** Start **

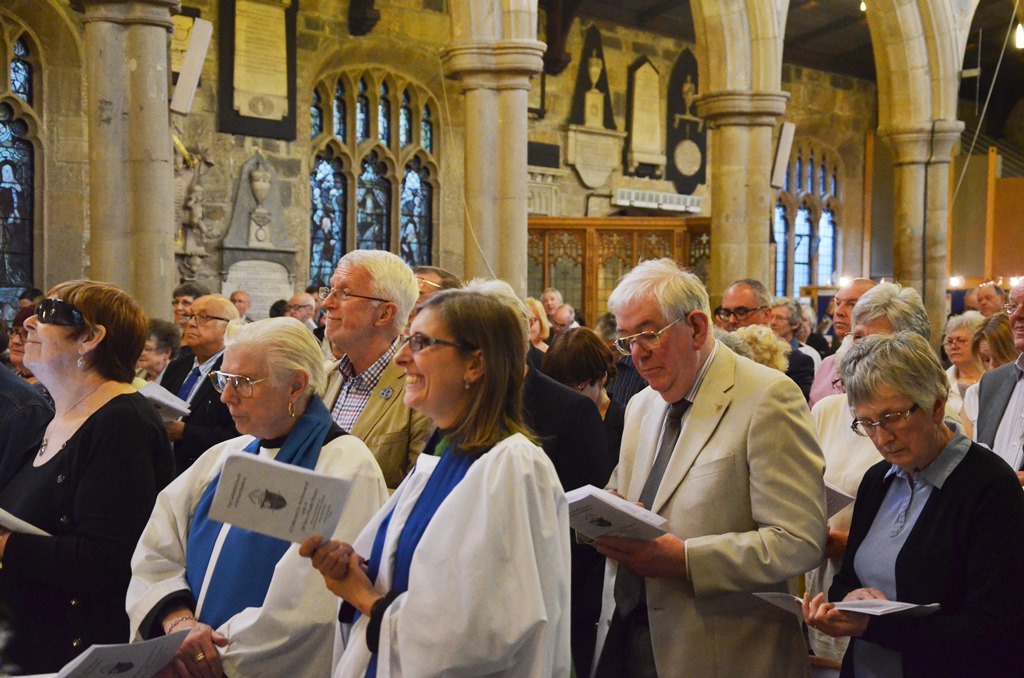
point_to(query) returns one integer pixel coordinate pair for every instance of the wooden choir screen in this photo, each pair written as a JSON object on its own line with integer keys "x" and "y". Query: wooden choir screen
{"x": 585, "y": 257}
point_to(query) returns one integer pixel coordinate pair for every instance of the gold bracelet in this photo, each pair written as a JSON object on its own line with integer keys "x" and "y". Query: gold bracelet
{"x": 186, "y": 618}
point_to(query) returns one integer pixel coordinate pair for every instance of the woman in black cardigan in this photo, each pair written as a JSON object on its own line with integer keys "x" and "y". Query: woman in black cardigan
{"x": 940, "y": 520}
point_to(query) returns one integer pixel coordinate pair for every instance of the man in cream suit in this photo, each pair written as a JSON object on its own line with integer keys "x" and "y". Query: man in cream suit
{"x": 371, "y": 295}
{"x": 725, "y": 450}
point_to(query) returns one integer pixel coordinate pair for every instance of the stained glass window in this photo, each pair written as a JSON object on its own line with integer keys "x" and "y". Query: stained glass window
{"x": 384, "y": 117}
{"x": 339, "y": 111}
{"x": 20, "y": 72}
{"x": 315, "y": 117}
{"x": 404, "y": 122}
{"x": 363, "y": 114}
{"x": 417, "y": 215}
{"x": 781, "y": 230}
{"x": 16, "y": 179}
{"x": 426, "y": 130}
{"x": 329, "y": 198}
{"x": 373, "y": 206}
{"x": 826, "y": 247}
{"x": 802, "y": 249}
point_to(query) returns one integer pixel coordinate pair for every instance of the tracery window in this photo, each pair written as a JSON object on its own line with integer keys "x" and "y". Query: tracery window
{"x": 18, "y": 150}
{"x": 377, "y": 189}
{"x": 805, "y": 222}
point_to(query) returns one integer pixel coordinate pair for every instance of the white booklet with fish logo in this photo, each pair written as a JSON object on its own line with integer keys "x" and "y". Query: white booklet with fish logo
{"x": 280, "y": 500}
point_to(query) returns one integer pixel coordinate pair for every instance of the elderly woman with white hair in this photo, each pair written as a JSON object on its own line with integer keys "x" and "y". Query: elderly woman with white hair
{"x": 250, "y": 604}
{"x": 939, "y": 520}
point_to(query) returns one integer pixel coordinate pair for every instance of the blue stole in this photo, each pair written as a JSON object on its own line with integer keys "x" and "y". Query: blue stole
{"x": 245, "y": 565}
{"x": 450, "y": 471}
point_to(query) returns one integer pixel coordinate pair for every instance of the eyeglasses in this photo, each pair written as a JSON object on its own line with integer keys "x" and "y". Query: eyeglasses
{"x": 740, "y": 312}
{"x": 423, "y": 282}
{"x": 890, "y": 423}
{"x": 242, "y": 384}
{"x": 645, "y": 340}
{"x": 326, "y": 292}
{"x": 56, "y": 311}
{"x": 204, "y": 319}
{"x": 418, "y": 341}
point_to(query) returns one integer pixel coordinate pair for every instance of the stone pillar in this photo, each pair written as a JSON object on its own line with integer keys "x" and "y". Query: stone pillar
{"x": 494, "y": 77}
{"x": 741, "y": 156}
{"x": 921, "y": 158}
{"x": 131, "y": 175}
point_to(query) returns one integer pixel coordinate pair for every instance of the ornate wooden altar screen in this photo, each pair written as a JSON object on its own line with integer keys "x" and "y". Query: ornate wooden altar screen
{"x": 584, "y": 257}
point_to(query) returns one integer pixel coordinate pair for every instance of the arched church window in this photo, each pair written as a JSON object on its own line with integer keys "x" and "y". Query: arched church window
{"x": 339, "y": 111}
{"x": 427, "y": 130}
{"x": 404, "y": 121}
{"x": 417, "y": 214}
{"x": 826, "y": 247}
{"x": 363, "y": 114}
{"x": 780, "y": 226}
{"x": 16, "y": 201}
{"x": 315, "y": 117}
{"x": 384, "y": 116}
{"x": 802, "y": 248}
{"x": 329, "y": 197}
{"x": 20, "y": 72}
{"x": 373, "y": 205}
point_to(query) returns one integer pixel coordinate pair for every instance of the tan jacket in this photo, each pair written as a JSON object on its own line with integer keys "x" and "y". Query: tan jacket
{"x": 394, "y": 433}
{"x": 743, "y": 489}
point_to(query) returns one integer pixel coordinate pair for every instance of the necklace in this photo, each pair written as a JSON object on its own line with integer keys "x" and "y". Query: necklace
{"x": 42, "y": 448}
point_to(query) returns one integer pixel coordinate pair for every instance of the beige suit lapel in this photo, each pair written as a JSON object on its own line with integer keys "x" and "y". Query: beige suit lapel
{"x": 388, "y": 391}
{"x": 709, "y": 408}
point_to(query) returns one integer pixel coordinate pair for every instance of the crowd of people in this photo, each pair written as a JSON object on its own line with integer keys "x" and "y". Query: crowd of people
{"x": 459, "y": 416}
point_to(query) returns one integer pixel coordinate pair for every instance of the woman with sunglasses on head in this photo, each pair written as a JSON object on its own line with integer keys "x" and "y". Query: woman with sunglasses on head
{"x": 468, "y": 562}
{"x": 939, "y": 520}
{"x": 91, "y": 483}
{"x": 250, "y": 604}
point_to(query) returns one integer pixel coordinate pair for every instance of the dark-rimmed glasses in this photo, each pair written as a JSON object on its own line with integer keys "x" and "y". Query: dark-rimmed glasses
{"x": 345, "y": 295}
{"x": 890, "y": 423}
{"x": 740, "y": 312}
{"x": 242, "y": 384}
{"x": 418, "y": 341}
{"x": 645, "y": 340}
{"x": 203, "y": 319}
{"x": 57, "y": 311}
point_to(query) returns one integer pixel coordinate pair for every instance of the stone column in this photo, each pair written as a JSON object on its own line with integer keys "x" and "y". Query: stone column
{"x": 131, "y": 175}
{"x": 921, "y": 158}
{"x": 741, "y": 156}
{"x": 494, "y": 77}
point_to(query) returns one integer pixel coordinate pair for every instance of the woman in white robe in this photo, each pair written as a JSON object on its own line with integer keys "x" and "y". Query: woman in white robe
{"x": 270, "y": 375}
{"x": 468, "y": 563}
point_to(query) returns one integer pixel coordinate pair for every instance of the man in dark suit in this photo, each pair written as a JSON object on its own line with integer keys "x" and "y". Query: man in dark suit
{"x": 748, "y": 302}
{"x": 1000, "y": 396}
{"x": 209, "y": 421}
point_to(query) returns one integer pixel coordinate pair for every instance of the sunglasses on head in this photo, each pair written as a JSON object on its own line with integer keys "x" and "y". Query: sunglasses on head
{"x": 55, "y": 311}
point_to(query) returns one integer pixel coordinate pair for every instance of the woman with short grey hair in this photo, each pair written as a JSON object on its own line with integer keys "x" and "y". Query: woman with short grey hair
{"x": 939, "y": 520}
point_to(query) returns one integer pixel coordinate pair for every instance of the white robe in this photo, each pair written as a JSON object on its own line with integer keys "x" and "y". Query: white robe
{"x": 293, "y": 632}
{"x": 488, "y": 586}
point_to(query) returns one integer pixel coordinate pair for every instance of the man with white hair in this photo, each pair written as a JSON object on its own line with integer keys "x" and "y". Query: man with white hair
{"x": 371, "y": 295}
{"x": 723, "y": 448}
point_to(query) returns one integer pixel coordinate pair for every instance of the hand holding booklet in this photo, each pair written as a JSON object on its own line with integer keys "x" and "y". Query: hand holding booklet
{"x": 595, "y": 512}
{"x": 284, "y": 501}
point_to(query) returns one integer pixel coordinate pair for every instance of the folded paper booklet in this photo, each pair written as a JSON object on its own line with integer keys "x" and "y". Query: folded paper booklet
{"x": 872, "y": 607}
{"x": 836, "y": 499}
{"x": 168, "y": 406}
{"x": 129, "y": 661}
{"x": 14, "y": 523}
{"x": 280, "y": 500}
{"x": 595, "y": 512}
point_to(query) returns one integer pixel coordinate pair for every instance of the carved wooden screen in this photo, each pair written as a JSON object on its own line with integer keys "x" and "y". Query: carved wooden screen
{"x": 585, "y": 257}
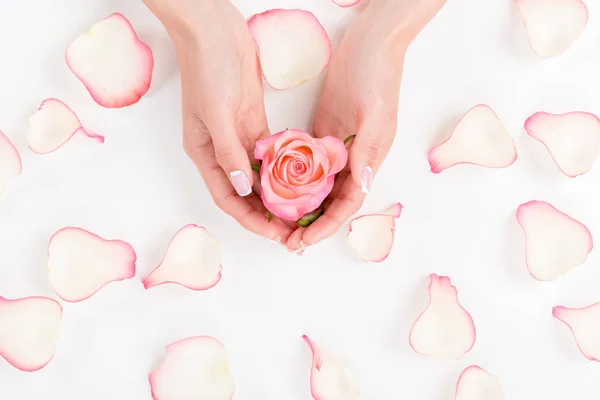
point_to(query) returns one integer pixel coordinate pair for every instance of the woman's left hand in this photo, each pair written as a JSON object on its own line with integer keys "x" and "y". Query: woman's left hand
{"x": 360, "y": 98}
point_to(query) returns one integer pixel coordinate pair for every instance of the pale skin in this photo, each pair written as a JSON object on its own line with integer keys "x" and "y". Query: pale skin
{"x": 224, "y": 113}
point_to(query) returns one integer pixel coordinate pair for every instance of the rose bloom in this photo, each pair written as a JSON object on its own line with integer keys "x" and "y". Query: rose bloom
{"x": 298, "y": 171}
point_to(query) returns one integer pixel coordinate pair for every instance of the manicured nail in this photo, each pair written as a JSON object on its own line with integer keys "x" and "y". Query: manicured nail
{"x": 366, "y": 179}
{"x": 240, "y": 183}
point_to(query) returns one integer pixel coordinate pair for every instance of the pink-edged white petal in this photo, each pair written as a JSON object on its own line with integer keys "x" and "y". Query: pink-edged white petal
{"x": 52, "y": 125}
{"x": 479, "y": 138}
{"x": 293, "y": 46}
{"x": 573, "y": 139}
{"x": 346, "y": 3}
{"x": 372, "y": 235}
{"x": 330, "y": 378}
{"x": 10, "y": 162}
{"x": 194, "y": 368}
{"x": 555, "y": 242}
{"x": 553, "y": 25}
{"x": 584, "y": 323}
{"x": 80, "y": 263}
{"x": 192, "y": 260}
{"x": 29, "y": 330}
{"x": 444, "y": 329}
{"x": 113, "y": 64}
{"x": 475, "y": 383}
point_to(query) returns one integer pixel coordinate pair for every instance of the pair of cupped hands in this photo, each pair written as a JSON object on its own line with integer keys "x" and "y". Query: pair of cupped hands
{"x": 224, "y": 113}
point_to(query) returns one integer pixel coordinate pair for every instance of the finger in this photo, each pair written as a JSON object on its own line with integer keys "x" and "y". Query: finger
{"x": 248, "y": 211}
{"x": 368, "y": 150}
{"x": 344, "y": 204}
{"x": 232, "y": 157}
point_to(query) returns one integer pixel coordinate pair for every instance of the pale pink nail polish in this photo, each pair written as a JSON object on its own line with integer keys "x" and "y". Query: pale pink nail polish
{"x": 366, "y": 179}
{"x": 240, "y": 183}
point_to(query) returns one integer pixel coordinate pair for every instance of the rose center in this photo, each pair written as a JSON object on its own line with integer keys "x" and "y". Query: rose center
{"x": 299, "y": 167}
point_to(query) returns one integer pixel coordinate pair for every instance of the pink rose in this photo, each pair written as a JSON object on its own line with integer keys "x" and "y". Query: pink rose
{"x": 298, "y": 171}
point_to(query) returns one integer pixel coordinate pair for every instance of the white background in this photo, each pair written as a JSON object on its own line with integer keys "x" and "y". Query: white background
{"x": 140, "y": 187}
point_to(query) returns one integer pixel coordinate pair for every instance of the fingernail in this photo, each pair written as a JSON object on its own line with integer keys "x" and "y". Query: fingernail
{"x": 240, "y": 183}
{"x": 366, "y": 179}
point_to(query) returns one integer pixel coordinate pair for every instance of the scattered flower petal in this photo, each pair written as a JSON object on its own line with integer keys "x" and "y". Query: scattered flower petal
{"x": 111, "y": 62}
{"x": 555, "y": 242}
{"x": 293, "y": 46}
{"x": 330, "y": 378}
{"x": 10, "y": 162}
{"x": 372, "y": 236}
{"x": 194, "y": 368}
{"x": 52, "y": 125}
{"x": 480, "y": 138}
{"x": 346, "y": 3}
{"x": 476, "y": 383}
{"x": 192, "y": 260}
{"x": 81, "y": 263}
{"x": 573, "y": 139}
{"x": 584, "y": 323}
{"x": 29, "y": 329}
{"x": 553, "y": 25}
{"x": 445, "y": 329}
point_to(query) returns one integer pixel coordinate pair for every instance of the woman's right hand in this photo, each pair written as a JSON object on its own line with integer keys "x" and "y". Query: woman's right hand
{"x": 223, "y": 104}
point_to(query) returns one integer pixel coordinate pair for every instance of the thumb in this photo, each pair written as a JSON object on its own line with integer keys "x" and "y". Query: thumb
{"x": 233, "y": 158}
{"x": 368, "y": 149}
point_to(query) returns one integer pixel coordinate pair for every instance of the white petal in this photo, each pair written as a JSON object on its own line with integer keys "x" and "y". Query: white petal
{"x": 555, "y": 242}
{"x": 479, "y": 138}
{"x": 193, "y": 260}
{"x": 195, "y": 368}
{"x": 292, "y": 44}
{"x": 445, "y": 329}
{"x": 81, "y": 263}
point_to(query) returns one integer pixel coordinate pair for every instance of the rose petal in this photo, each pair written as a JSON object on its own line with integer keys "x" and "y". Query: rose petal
{"x": 476, "y": 383}
{"x": 52, "y": 125}
{"x": 80, "y": 263}
{"x": 553, "y": 25}
{"x": 372, "y": 236}
{"x": 346, "y": 3}
{"x": 445, "y": 329}
{"x": 293, "y": 46}
{"x": 194, "y": 368}
{"x": 480, "y": 138}
{"x": 111, "y": 62}
{"x": 584, "y": 324}
{"x": 330, "y": 378}
{"x": 10, "y": 162}
{"x": 573, "y": 139}
{"x": 29, "y": 329}
{"x": 192, "y": 260}
{"x": 555, "y": 242}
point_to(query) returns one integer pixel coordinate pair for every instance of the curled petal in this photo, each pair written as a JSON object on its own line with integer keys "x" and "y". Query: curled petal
{"x": 330, "y": 378}
{"x": 480, "y": 138}
{"x": 29, "y": 329}
{"x": 372, "y": 235}
{"x": 80, "y": 263}
{"x": 573, "y": 139}
{"x": 444, "y": 329}
{"x": 584, "y": 323}
{"x": 553, "y": 25}
{"x": 293, "y": 46}
{"x": 111, "y": 62}
{"x": 10, "y": 162}
{"x": 192, "y": 260}
{"x": 475, "y": 383}
{"x": 194, "y": 368}
{"x": 555, "y": 242}
{"x": 52, "y": 125}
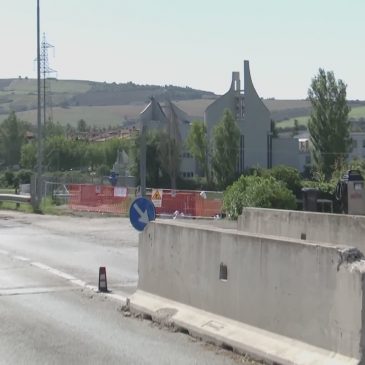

** End **

Pick out each line in the entries above that contains the word "sunglasses", and copy those lines.

point_to(query) returns one integer pixel coordinate pair for every instance of the woman with sunglasses on head in this photo, each pair written as a JSON object on its own line with integer keys "x" and "y". Query: woman with sunglasses on head
point_to(query) returns one integer pixel coordinate pair for every instance of the sunglasses on head in this photo, each pair written as a JSON object on its own line with integer keys "x" and "y". Query: sunglasses on head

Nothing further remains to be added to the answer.